Scan the data below for lines holding the word "instance", and copy each line found.

- [RECORDED INFORMATION]
+===+

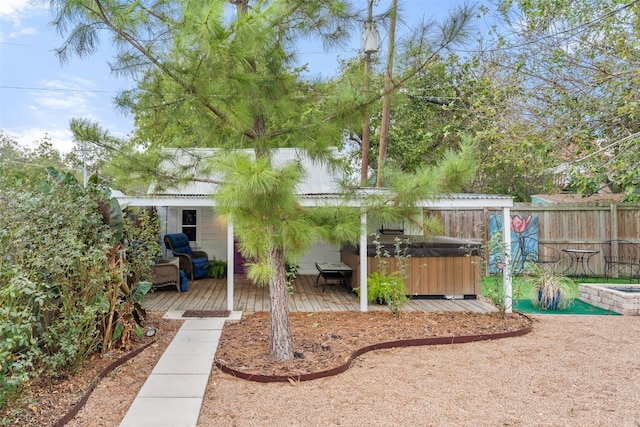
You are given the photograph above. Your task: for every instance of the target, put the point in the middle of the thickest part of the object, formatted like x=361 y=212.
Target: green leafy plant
x=549 y=290
x=291 y=272
x=217 y=268
x=388 y=288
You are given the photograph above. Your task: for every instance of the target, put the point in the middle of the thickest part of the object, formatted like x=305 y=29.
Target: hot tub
x=439 y=267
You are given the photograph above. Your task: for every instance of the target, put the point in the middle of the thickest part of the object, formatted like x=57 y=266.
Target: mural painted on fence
x=524 y=241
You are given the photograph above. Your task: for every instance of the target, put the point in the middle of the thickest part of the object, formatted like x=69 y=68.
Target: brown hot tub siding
x=450 y=271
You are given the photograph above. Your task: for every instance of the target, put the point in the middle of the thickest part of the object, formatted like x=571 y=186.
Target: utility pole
x=386 y=100
x=369 y=37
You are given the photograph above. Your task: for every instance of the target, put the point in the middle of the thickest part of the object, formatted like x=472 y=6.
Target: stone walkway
x=173 y=393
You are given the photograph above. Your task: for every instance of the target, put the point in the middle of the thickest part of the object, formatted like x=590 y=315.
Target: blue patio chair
x=194 y=263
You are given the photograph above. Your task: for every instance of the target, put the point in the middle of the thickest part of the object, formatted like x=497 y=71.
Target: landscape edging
x=383 y=345
x=113 y=365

+===+

- [SOLUTION TO THIS PROBLEM]
You are given the photograph above. Your task: for every instance of the target, put the point in the middle of the thickest part of the object, formatted like x=361 y=212.
You are given the photograph above. Your task: for every instance of the target, put the point in the middle of the thickest part of the object, formatted like x=305 y=29.
You are given the photograph above. Your task: for every instance of the target, put the point in the middle of the thickest part of the object, formatted like x=57 y=266.
You are given the photograph above. Your task: for every instance of the target, put the point in the middle of the thickest part of the object, formatted like x=69 y=68.
You are given the photograph above. Your task: for every instance of the target, put the point in the middle of the thickest part of the object, formatted like x=571 y=186.
You are given the photograph above. Your task: for every instance of the target, put the point in the middle of the thickest part of the object, formatted like x=472 y=6.
You are given the photograph above. Your task: for every instance of the target, put the point in the middle of the thickest part of the object, formatted like x=590 y=315.
You are given the photograph above. Your task: for every instance of the target, put the point in the middle of the thickest part of the object, formatted like x=497 y=71.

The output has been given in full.